┌──
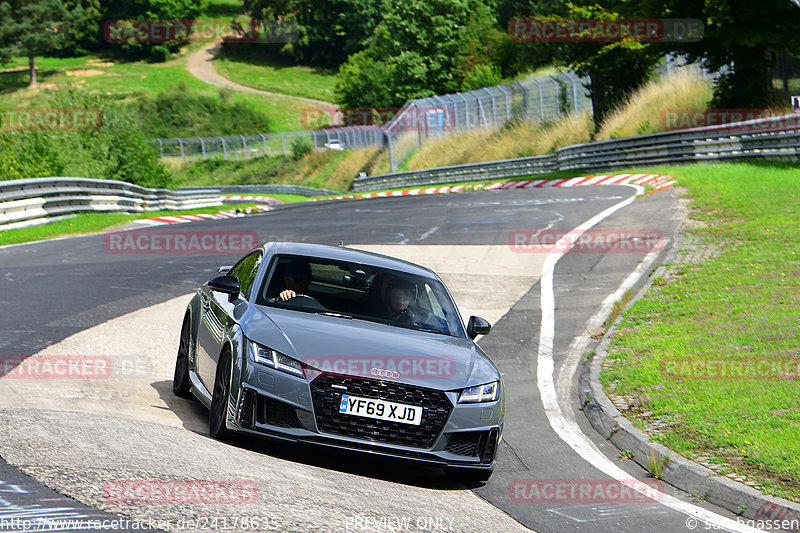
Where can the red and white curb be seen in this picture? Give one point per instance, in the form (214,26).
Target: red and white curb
(178,219)
(657,181)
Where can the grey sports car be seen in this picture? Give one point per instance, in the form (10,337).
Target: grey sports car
(343,348)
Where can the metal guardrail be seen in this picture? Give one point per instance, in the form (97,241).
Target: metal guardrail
(29,201)
(262,189)
(534,100)
(771,138)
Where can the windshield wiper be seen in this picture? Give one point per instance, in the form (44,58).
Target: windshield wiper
(337,315)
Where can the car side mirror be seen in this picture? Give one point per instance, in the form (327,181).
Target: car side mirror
(477,326)
(227,284)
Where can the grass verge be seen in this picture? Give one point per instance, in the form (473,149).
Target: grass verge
(708,360)
(129,79)
(252,66)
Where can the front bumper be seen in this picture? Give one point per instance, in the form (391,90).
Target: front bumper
(274,404)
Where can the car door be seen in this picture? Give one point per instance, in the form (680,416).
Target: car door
(216,314)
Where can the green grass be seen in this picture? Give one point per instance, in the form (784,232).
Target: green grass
(743,305)
(96,222)
(253,66)
(126,79)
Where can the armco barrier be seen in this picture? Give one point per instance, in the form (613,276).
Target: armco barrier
(262,189)
(772,138)
(24,202)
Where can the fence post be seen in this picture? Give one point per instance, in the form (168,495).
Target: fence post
(244,145)
(494,106)
(392,162)
(524,92)
(224,149)
(541,98)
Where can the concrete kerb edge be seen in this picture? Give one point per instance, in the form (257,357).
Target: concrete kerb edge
(678,471)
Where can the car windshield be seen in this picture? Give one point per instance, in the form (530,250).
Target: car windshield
(359,291)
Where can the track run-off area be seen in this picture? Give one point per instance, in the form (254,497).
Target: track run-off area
(85,436)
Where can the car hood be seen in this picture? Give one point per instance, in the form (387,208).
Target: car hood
(370,350)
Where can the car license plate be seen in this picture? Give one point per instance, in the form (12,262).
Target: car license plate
(380,409)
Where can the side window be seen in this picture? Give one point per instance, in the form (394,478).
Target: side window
(246,270)
(436,309)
└──
*Task directions*
Please return only the lines above, starting at the line that has "Target: fence post" and ending at the line that has "Where can the car hood", keeping both and leaving each one unchanged.

*Exercise output*
Target: fence post
(244,145)
(494,106)
(392,162)
(524,92)
(224,149)
(541,98)
Where can the concrete kerb edge be seen in this picture? Give one point per instance, in the form (257,357).
Target: concrete kerb edge
(678,471)
Where can the car windshield be seen in this picture? Give one point per instance, in the form (530,250).
Target: car windshield
(359,291)
Where can the track run-off area be seen in this picture? Give one point per instance, in the form (254,497).
Target: track run-off area
(85,436)
Where can the car hood be seen in this picture? Give one point per instance, in the form (387,208).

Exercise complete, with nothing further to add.